- _GIVEN REQUEST_
Select every line below that contains the word "dark", and copy each such line.

Data items:

**********

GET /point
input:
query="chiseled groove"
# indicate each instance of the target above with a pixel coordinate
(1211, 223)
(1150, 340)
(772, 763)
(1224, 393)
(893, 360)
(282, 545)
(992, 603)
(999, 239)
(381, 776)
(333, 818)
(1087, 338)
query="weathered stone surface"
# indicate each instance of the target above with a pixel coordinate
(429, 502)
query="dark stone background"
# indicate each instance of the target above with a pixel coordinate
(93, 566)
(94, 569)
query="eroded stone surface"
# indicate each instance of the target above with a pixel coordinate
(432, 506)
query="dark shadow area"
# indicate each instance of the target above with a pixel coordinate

**********

- _FULL RESPONSE_
query="dark stone background"
query="dark shadow area"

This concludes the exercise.